Go line by line through the entries and show those that hold the string "below".

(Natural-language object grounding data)
* * * *

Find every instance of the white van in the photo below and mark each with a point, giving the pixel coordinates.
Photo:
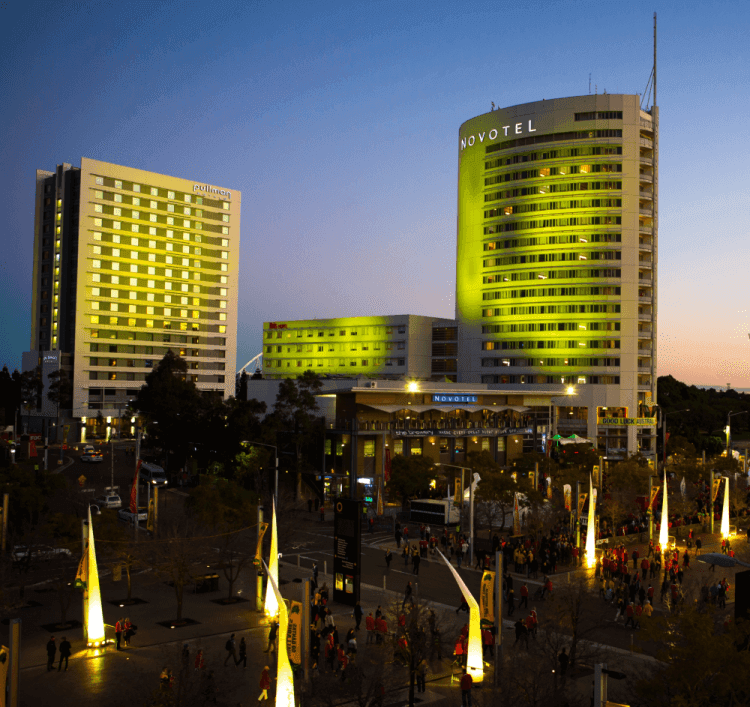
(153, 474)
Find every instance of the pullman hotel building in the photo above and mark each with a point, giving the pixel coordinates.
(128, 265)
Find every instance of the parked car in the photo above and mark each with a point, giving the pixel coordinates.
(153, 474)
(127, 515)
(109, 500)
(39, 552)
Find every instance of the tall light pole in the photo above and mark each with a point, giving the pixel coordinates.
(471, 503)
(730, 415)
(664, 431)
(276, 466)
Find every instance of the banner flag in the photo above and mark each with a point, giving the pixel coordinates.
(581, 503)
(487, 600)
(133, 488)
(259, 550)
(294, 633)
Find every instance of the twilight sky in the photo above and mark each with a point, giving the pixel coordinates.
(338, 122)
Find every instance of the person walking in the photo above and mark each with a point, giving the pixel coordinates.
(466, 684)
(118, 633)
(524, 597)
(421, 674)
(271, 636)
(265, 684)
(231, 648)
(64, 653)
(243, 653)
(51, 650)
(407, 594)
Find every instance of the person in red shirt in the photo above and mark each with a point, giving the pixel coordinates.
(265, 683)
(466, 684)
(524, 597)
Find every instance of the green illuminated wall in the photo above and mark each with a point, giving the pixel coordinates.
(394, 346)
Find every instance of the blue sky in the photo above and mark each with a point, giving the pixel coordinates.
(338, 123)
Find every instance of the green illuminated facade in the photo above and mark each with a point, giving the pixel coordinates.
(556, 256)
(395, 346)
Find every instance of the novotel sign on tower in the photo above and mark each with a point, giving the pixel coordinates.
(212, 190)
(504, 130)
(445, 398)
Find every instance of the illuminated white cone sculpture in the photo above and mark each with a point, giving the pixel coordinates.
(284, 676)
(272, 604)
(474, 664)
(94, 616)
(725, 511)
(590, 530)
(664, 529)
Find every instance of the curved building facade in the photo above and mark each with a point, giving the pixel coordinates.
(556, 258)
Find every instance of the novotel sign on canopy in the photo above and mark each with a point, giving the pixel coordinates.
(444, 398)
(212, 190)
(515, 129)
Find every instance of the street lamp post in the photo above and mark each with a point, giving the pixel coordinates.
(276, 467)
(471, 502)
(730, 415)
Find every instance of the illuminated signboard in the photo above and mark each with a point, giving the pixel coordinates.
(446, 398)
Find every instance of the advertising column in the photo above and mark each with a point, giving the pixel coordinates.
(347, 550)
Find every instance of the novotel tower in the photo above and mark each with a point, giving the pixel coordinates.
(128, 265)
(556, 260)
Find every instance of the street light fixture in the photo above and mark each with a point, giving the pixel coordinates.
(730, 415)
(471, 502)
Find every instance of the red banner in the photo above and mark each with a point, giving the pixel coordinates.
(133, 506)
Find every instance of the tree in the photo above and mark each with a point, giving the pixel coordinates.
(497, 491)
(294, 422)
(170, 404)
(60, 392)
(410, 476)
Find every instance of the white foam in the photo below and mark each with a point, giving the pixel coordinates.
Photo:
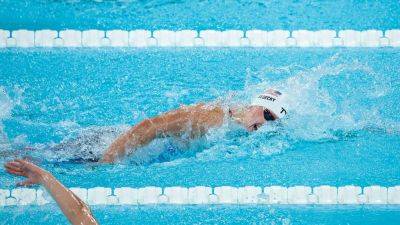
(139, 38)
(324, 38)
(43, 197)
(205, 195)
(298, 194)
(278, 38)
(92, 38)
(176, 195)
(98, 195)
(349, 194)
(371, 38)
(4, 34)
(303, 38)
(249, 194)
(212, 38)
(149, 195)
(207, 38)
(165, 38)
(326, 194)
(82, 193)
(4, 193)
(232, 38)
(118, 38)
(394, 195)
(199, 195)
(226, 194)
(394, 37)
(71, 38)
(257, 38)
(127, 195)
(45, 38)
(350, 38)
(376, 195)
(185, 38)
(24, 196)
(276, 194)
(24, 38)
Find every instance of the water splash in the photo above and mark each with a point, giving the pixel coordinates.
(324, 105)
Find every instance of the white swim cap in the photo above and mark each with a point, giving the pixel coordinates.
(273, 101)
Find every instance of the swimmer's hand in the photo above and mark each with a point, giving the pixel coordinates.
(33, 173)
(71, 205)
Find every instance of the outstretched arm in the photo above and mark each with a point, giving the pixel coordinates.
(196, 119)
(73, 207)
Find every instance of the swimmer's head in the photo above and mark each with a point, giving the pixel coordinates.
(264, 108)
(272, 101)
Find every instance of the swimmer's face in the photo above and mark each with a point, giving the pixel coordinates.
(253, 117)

* * * *

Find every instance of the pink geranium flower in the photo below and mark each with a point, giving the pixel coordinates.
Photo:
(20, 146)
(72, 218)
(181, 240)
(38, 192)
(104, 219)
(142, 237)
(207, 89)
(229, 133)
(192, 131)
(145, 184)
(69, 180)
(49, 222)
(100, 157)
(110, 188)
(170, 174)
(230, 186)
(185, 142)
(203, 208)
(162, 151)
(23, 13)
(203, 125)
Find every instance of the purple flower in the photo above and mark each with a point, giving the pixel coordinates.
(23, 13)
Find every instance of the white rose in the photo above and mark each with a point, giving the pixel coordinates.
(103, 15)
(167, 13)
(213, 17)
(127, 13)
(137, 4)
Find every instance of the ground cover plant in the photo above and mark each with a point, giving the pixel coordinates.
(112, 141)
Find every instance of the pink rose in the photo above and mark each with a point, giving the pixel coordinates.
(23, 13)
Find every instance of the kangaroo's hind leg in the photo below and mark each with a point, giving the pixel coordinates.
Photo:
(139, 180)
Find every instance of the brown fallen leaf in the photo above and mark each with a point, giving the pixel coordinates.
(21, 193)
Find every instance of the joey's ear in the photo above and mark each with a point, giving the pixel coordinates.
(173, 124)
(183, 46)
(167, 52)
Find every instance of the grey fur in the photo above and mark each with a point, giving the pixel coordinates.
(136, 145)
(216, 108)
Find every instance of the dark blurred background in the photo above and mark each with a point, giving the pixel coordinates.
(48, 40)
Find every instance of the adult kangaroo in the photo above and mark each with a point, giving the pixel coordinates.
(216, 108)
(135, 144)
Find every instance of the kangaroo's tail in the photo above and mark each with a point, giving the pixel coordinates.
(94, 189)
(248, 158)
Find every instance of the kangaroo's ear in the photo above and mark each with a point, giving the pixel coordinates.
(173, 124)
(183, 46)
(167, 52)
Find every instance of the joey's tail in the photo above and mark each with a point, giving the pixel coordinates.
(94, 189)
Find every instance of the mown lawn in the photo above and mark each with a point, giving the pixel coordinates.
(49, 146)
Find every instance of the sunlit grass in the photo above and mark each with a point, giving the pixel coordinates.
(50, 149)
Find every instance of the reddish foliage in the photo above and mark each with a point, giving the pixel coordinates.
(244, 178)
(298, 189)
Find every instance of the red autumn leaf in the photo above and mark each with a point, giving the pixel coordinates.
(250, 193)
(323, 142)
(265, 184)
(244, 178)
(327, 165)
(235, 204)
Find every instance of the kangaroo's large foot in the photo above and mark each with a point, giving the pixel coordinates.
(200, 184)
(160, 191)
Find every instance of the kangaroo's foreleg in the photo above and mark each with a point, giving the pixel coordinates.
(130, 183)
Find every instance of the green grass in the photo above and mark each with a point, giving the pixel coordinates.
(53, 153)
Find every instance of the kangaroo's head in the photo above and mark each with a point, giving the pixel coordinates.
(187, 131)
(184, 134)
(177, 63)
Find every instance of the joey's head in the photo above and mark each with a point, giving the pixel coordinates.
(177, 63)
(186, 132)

* * * *

RESULT -
Find every instance of the white van in the photo below and mark each with a point, giving the pixel coordinates.
Find every instance of the white foam in the photo below and mark each with a point, giving the pixel coordinates.
Find every instance of the pink geranium flower in the photo below and mark each with a point, giving the pixel coordinates.
Find every instance of the kangaroo's hind leg in the photo below and mark each with a point, giving the pixel coordinates.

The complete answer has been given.